_Task brief_
Using the records below, copy out exactly the line that contains "target: long black hair" and every line that follows it, up to and including the last, and no others.

_Raw records_
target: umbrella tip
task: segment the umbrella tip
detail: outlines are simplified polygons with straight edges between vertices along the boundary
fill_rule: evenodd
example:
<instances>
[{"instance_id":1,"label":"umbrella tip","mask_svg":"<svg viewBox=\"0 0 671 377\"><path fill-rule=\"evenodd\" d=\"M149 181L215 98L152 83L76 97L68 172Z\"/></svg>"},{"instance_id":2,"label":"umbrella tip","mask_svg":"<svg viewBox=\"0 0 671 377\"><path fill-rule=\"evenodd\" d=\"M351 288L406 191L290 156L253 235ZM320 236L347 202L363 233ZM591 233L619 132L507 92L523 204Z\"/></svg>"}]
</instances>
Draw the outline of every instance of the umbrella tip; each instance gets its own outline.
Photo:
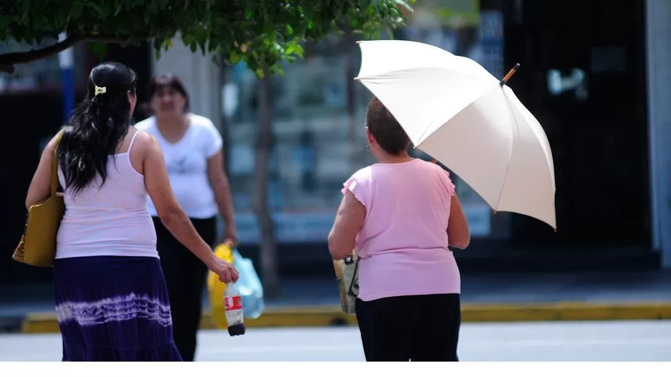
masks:
<instances>
[{"instance_id":1,"label":"umbrella tip","mask_svg":"<svg viewBox=\"0 0 671 377\"><path fill-rule=\"evenodd\" d=\"M501 80L501 81L499 83L499 84L501 85L502 86L503 86L504 85L505 85L506 84L507 84L508 83L508 80L511 79L511 77L513 77L513 75L515 75L515 72L517 71L517 69L519 68L520 68L520 63L517 63L517 64L515 65L514 67L513 67L513 69L511 69L511 70L508 71L508 74L506 75L506 77L504 77L503 79Z\"/></svg>"}]
</instances>

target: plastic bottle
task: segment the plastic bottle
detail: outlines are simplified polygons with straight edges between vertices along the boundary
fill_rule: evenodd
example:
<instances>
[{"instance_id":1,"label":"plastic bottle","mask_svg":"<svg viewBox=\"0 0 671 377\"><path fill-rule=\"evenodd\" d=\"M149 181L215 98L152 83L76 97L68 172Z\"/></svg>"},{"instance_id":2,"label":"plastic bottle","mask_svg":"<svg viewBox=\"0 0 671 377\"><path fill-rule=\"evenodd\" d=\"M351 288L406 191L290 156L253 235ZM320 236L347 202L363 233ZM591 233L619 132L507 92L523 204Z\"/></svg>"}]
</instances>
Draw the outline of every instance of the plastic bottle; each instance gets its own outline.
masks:
<instances>
[{"instance_id":1,"label":"plastic bottle","mask_svg":"<svg viewBox=\"0 0 671 377\"><path fill-rule=\"evenodd\" d=\"M243 335L245 322L242 311L242 297L234 283L227 284L223 290L223 305L226 311L226 322L228 323L228 335Z\"/></svg>"}]
</instances>

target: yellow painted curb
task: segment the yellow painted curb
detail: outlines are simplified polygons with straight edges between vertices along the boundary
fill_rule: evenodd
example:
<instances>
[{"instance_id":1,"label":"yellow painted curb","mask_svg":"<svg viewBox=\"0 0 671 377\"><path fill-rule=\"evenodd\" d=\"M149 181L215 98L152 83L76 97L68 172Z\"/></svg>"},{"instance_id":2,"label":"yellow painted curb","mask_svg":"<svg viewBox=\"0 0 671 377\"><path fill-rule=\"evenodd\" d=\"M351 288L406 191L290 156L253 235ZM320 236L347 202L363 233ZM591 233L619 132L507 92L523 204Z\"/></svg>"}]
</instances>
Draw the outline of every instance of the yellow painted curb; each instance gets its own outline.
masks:
<instances>
[{"instance_id":1,"label":"yellow painted curb","mask_svg":"<svg viewBox=\"0 0 671 377\"><path fill-rule=\"evenodd\" d=\"M671 320L671 302L588 304L463 304L462 322L531 322L554 320ZM257 319L246 319L247 327L314 327L355 325L356 318L340 307L273 308ZM202 329L215 329L212 313L203 313ZM55 313L28 314L21 326L24 333L57 333Z\"/></svg>"}]
</instances>

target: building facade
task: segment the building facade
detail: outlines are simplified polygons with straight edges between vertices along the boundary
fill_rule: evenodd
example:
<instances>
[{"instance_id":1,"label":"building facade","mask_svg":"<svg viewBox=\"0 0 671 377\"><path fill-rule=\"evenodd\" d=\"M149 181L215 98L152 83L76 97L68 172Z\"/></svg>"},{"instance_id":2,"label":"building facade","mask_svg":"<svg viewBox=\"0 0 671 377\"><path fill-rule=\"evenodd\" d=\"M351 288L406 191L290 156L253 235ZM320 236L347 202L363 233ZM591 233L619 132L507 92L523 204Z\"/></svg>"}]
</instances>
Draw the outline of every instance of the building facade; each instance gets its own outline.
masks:
<instances>
[{"instance_id":1,"label":"building facade","mask_svg":"<svg viewBox=\"0 0 671 377\"><path fill-rule=\"evenodd\" d=\"M468 56L497 77L520 63L510 86L551 142L558 232L524 216L494 215L457 178L475 238L459 256L530 267L671 267L671 166L663 146L671 145L671 110L664 106L671 99L671 3L595 1L570 10L564 1L540 3L424 1L394 36ZM349 82L358 52L342 40L309 46L305 59L273 79L268 200L278 242L289 249L323 246L342 182L371 162L363 128L370 94ZM241 241L253 246L258 81L243 64L222 70L185 49L155 66L212 99L194 108L220 119Z\"/></svg>"},{"instance_id":2,"label":"building facade","mask_svg":"<svg viewBox=\"0 0 671 377\"><path fill-rule=\"evenodd\" d=\"M520 63L509 84L543 125L555 164L557 233L522 215L493 214L456 179L474 236L469 250L457 253L460 263L671 268L671 1L621 0L616 7L598 0L571 6L560 0L421 3L394 37L468 56L497 77ZM316 261L328 269L325 240L342 183L372 162L364 138L370 93L351 80L360 59L352 41L336 39L306 50L305 59L273 78L268 200L283 263ZM153 74L179 76L192 110L219 127L241 247L253 256L259 111L255 75L243 64L217 66L211 57L177 43L158 60L149 45L109 51L107 59L138 71L140 89ZM76 54L80 97L96 59L86 49ZM2 188L9 222L1 242L8 251L20 236L39 146L62 121L56 61L26 65L20 77L0 77L0 106L7 124L17 125L8 128L6 139L26 155L19 163L8 146L0 148L3 180L15 182ZM140 101L147 100L140 90ZM36 126L28 132L21 126L26 123ZM0 281L30 280L31 273L8 257L0 260Z\"/></svg>"}]
</instances>

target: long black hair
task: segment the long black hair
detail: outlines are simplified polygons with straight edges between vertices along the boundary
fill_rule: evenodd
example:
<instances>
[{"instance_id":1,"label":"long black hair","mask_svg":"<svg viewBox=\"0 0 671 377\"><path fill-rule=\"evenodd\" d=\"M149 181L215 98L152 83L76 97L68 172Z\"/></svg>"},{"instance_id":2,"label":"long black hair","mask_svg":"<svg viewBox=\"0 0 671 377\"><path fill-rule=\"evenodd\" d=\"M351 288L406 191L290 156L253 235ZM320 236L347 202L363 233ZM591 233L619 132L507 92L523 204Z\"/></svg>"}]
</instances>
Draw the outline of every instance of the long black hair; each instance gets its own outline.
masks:
<instances>
[{"instance_id":1,"label":"long black hair","mask_svg":"<svg viewBox=\"0 0 671 377\"><path fill-rule=\"evenodd\" d=\"M58 161L66 187L77 193L99 175L104 184L107 162L123 140L131 122L130 91L135 72L113 61L101 63L89 75L89 92L64 127Z\"/></svg>"}]
</instances>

_Task response_
target: long black hair
task: segment the long black hair
detail: outlines are simplified polygons with straight edges between vertices along the boundary
fill_rule: evenodd
example:
<instances>
[{"instance_id":1,"label":"long black hair","mask_svg":"<svg viewBox=\"0 0 671 377\"><path fill-rule=\"evenodd\" d=\"M149 181L215 98L152 83L76 97L68 172Z\"/></svg>"},{"instance_id":2,"label":"long black hair","mask_svg":"<svg viewBox=\"0 0 671 377\"><path fill-rule=\"evenodd\" d=\"M351 288L406 191L290 156L253 235ZM320 236L347 202L363 233ZM591 233L619 132L507 92L523 204Z\"/></svg>"}]
</instances>
Draw the outline of every instance of the long black hair; each instance gets its own outline.
masks:
<instances>
[{"instance_id":1,"label":"long black hair","mask_svg":"<svg viewBox=\"0 0 671 377\"><path fill-rule=\"evenodd\" d=\"M58 161L66 187L77 193L99 175L104 184L107 162L123 140L131 122L130 91L135 72L113 61L101 63L89 75L89 92L64 127Z\"/></svg>"}]
</instances>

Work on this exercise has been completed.